■ REQUIRED WORK: Output every line of the material below as a JSON list of strings, with one string per line and blank lines omitted.

■ Items from a data source:
+---+

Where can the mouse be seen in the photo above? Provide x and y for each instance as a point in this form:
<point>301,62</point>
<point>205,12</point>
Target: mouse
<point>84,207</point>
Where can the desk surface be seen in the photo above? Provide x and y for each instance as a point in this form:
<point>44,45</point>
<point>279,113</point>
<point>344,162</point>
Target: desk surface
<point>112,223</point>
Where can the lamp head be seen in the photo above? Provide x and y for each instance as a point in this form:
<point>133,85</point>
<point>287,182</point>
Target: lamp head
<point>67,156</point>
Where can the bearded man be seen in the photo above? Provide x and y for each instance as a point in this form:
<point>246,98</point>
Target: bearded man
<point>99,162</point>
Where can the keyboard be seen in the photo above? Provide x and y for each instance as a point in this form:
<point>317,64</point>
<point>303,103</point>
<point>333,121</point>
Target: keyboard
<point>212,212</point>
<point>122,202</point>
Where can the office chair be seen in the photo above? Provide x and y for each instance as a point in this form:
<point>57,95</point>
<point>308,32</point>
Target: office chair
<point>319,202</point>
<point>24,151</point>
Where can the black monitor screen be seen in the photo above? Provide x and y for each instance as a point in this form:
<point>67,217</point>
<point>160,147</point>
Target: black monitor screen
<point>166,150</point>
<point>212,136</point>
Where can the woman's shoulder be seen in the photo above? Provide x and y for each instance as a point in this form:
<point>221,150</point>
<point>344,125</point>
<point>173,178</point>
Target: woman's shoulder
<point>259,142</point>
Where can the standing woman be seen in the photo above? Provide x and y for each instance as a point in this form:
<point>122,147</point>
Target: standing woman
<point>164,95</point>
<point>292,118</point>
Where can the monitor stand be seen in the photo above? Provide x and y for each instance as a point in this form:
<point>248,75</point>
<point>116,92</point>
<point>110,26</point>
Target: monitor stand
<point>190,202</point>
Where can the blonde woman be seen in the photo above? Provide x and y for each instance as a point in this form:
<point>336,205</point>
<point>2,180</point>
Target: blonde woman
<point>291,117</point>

+---+

■ FINISHED TASK:
[
  "Where can the mouse be seen in the photo above? Provide x and y for each instance as a point in this form:",
  "<point>301,62</point>",
  "<point>205,12</point>",
  "Target: mouse",
  "<point>84,207</point>",
  "Where can the desk surface be seen in the photo above? Provide x and y for each instance as a point in this form:",
  "<point>44,45</point>",
  "<point>279,113</point>",
  "<point>344,162</point>",
  "Target: desk surface",
  "<point>112,223</point>",
  "Where can the lamp head be seen in the photo above? Provide x and y for each instance as a point in this form:",
  "<point>133,85</point>",
  "<point>287,182</point>",
  "Target: lamp head",
  "<point>67,156</point>",
  "Where can the bearded man be seen in the photo above? Provide x and y for each instance as a point in this form:",
  "<point>246,98</point>",
  "Target: bearded man",
  "<point>99,162</point>",
  "Where can the keyboard be seen in the photo above? Provide x and y for each instance as a point in this form:",
  "<point>317,64</point>",
  "<point>303,103</point>",
  "<point>333,121</point>",
  "Target: keyboard",
  "<point>212,212</point>",
  "<point>122,202</point>",
  "Where can the office chair be seen in the photo above? Provide x and y for each instance as a point in this form:",
  "<point>57,95</point>",
  "<point>308,32</point>",
  "Target: office chair",
  "<point>319,202</point>",
  "<point>24,151</point>",
  "Where can the black monitor screen be seen in the photo above? Provide x and y for each instance as a point in this form:",
  "<point>67,217</point>",
  "<point>160,147</point>",
  "Target: black monitor screen",
  "<point>166,150</point>",
  "<point>212,136</point>",
  "Where can the woman's shoulder be seen in the photo above? Provide x and y for each instance as a point in this form:",
  "<point>221,150</point>",
  "<point>344,125</point>",
  "<point>173,178</point>",
  "Target: woman's shoulder",
  "<point>259,142</point>",
  "Where can the standing woman be seen in the photo above? Provide x and y for each instance as a point in this form:",
  "<point>122,147</point>",
  "Target: standing woman",
  "<point>164,95</point>",
  "<point>292,118</point>",
  "Where can the monitor stand be seen in the photo above? Provide x and y for each instance as a point in this form:",
  "<point>248,75</point>",
  "<point>116,92</point>",
  "<point>110,26</point>",
  "Target: monitor stand",
  "<point>190,202</point>",
  "Where can the blonde woman be seen in the photo above? Provide x and y for each instance as a point in this form:",
  "<point>336,205</point>",
  "<point>2,180</point>",
  "Target: blonde woman",
  "<point>291,117</point>"
]